***** PROVIDED RECORDS
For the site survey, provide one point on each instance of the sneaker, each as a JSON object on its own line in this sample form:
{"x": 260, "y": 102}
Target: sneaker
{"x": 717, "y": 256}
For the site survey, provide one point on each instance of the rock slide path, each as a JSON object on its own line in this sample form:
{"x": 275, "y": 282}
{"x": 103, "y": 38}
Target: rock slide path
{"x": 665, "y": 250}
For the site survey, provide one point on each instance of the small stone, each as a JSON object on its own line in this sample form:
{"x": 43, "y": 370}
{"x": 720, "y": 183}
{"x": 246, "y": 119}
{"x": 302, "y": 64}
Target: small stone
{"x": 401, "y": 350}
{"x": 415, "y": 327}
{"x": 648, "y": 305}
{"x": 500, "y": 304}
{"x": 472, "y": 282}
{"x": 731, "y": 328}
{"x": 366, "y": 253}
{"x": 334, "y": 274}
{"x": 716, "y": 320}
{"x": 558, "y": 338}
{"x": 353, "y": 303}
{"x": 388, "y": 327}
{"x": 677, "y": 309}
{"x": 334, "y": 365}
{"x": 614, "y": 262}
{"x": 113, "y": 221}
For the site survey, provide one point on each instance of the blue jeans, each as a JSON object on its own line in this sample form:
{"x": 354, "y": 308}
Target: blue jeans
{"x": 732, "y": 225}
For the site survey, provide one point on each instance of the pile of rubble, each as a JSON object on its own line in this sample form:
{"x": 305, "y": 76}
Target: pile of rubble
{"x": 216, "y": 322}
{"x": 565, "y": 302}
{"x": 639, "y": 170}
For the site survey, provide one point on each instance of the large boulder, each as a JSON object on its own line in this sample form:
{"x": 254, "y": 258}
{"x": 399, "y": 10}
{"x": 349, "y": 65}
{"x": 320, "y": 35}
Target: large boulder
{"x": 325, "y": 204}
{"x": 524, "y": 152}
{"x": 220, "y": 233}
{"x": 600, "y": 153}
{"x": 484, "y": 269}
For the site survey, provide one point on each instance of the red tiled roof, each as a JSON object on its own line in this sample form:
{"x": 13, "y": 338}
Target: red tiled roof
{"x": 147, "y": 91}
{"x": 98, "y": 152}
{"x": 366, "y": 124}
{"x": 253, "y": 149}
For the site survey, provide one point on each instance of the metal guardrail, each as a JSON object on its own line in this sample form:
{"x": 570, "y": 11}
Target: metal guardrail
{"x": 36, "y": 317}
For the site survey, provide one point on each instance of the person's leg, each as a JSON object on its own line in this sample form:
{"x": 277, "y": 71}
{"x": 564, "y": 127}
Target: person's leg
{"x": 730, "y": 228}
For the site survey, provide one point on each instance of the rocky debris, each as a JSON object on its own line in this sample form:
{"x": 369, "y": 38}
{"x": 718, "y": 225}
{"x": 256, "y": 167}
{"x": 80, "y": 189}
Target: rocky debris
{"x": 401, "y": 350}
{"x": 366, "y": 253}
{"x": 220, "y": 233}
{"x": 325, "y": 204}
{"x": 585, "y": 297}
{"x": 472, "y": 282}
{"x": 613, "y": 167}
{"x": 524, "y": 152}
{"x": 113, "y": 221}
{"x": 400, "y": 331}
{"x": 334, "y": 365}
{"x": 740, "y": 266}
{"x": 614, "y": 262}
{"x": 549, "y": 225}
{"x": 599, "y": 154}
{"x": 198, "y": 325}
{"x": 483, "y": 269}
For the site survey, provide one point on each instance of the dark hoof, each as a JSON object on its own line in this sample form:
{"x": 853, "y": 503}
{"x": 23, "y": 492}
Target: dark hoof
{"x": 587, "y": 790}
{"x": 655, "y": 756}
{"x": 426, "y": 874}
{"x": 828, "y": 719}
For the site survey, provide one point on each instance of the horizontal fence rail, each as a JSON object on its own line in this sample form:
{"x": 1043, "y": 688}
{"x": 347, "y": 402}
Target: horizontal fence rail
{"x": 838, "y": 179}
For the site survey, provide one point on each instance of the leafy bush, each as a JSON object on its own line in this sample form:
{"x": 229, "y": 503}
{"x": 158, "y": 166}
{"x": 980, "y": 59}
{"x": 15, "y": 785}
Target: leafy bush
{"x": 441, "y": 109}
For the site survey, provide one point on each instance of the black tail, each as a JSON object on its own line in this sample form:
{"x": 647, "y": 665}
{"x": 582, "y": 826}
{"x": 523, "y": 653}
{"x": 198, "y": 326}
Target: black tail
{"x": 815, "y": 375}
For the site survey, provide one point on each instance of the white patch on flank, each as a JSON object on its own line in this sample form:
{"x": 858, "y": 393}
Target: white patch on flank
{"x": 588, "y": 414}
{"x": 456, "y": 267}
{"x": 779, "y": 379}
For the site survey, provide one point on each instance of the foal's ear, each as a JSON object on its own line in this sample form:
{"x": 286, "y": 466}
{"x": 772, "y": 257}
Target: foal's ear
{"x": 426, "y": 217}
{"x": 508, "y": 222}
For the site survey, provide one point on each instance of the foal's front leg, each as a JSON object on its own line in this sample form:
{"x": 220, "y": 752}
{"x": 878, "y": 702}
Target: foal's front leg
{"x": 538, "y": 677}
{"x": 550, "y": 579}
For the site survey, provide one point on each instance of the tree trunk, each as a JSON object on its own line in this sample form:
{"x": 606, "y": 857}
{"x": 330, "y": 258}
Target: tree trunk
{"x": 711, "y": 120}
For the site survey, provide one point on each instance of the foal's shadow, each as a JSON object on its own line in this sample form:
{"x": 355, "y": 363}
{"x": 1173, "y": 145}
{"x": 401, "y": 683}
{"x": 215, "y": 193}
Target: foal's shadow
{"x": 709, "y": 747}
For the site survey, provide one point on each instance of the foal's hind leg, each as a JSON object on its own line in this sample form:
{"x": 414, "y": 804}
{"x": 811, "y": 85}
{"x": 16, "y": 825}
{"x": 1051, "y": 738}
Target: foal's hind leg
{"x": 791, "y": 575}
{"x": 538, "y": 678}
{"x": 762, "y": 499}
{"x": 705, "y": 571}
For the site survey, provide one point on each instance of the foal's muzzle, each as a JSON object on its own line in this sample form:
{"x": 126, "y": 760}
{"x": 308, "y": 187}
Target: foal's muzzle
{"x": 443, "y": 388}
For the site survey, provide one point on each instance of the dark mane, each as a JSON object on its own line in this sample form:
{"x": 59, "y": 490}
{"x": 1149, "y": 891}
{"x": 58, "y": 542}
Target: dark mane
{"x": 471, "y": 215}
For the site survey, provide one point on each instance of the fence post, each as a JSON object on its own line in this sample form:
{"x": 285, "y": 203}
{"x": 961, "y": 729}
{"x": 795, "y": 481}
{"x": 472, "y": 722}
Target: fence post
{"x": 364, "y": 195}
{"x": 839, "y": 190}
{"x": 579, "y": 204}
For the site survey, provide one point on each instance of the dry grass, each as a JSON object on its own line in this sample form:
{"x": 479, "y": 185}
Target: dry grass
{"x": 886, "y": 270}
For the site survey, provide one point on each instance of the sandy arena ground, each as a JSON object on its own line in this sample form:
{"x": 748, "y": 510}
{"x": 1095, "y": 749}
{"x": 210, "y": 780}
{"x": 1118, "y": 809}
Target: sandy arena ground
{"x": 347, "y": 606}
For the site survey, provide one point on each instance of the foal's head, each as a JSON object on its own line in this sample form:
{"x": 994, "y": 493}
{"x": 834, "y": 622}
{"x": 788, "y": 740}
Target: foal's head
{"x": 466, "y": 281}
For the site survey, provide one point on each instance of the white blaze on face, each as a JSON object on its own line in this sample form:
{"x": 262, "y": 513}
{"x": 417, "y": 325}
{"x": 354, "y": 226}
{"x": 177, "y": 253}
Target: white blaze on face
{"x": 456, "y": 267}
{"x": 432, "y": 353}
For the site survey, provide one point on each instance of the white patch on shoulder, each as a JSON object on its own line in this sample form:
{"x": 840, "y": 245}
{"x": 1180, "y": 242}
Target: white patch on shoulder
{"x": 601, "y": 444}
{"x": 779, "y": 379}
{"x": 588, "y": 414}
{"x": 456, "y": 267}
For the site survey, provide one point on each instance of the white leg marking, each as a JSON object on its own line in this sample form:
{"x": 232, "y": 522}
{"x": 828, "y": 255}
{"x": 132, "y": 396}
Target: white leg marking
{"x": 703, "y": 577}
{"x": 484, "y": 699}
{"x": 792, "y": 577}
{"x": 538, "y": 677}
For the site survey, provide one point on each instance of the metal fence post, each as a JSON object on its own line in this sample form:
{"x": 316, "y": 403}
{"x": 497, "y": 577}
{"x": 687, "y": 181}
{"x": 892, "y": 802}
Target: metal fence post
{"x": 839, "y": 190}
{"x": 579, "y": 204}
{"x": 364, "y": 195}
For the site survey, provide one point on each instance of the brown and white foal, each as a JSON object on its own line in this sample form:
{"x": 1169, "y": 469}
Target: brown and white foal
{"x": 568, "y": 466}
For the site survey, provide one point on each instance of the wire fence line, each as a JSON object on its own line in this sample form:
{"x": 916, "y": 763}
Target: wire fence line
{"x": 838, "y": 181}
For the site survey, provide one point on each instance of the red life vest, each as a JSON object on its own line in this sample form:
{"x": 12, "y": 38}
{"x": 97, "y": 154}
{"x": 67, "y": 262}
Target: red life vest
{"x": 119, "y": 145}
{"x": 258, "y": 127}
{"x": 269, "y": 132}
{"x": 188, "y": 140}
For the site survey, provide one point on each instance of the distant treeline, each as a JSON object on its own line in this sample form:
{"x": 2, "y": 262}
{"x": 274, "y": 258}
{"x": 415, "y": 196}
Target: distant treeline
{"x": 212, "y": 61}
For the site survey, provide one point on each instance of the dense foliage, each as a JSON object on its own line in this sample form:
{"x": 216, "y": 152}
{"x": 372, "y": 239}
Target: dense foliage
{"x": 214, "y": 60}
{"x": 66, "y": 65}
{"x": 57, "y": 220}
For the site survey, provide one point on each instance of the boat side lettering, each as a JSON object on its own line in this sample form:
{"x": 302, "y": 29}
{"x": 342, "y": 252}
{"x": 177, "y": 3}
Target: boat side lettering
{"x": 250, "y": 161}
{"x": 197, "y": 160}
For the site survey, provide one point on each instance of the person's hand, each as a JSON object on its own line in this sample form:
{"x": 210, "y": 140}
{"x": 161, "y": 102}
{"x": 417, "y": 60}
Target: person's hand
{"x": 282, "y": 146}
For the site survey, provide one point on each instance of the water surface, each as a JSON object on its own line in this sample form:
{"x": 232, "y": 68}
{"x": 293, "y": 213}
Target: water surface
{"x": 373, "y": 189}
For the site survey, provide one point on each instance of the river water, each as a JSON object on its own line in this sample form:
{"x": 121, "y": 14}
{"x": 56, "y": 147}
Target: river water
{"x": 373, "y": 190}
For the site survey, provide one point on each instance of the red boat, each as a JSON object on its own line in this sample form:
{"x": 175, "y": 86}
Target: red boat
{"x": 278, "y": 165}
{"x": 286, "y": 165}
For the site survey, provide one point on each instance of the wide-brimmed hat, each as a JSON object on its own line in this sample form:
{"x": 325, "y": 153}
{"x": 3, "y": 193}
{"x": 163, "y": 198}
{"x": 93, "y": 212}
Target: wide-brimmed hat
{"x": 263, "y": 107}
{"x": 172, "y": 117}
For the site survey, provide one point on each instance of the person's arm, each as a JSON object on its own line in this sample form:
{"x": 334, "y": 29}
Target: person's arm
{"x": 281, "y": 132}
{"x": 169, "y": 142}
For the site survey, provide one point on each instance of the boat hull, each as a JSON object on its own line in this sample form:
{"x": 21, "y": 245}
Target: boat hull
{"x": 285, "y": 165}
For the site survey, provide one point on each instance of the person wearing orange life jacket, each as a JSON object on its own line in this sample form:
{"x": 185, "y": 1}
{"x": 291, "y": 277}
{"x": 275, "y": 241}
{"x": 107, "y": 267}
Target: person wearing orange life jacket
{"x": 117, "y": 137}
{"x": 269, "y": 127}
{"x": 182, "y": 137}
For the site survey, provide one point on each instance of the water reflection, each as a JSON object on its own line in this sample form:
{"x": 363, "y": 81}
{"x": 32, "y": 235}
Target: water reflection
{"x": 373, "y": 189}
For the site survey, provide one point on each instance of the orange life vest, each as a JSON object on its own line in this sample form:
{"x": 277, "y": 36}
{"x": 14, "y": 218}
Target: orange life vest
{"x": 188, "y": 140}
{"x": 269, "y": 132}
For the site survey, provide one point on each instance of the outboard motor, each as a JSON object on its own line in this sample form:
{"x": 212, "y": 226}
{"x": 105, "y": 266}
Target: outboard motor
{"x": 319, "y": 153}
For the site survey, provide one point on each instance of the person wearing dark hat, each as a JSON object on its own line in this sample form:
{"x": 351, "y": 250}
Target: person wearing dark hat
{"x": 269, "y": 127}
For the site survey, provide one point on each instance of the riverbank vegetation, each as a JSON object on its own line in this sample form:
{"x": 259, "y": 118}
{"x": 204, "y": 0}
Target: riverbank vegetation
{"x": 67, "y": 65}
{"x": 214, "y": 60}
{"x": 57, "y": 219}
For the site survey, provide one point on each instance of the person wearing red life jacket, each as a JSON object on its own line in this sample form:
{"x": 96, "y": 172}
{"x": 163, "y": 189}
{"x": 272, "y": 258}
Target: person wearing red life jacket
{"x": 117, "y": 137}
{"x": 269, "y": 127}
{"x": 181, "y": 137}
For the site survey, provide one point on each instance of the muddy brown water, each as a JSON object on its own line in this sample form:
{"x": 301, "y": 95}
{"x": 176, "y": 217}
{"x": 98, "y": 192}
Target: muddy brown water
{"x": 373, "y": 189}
**********
● **WRITTEN REQUEST**
Quote, without alteration, the final stretch of the entries: the line with "the person wearing red" onward to the last line.

● **SOLVED PROBLEM**
For the site survey, provide one point on each instance of the person wearing red life jacket, each as a JSON object on its own line in this sample form:
{"x": 96, "y": 172}
{"x": 163, "y": 189}
{"x": 272, "y": 258}
Target: person wearing red life jacket
{"x": 117, "y": 137}
{"x": 269, "y": 127}
{"x": 181, "y": 137}
For the site survey, provide one point on each instance of the muddy brown water, each as a JSON object on its own line in this sample form:
{"x": 301, "y": 95}
{"x": 176, "y": 217}
{"x": 98, "y": 192}
Target: muddy brown water
{"x": 373, "y": 189}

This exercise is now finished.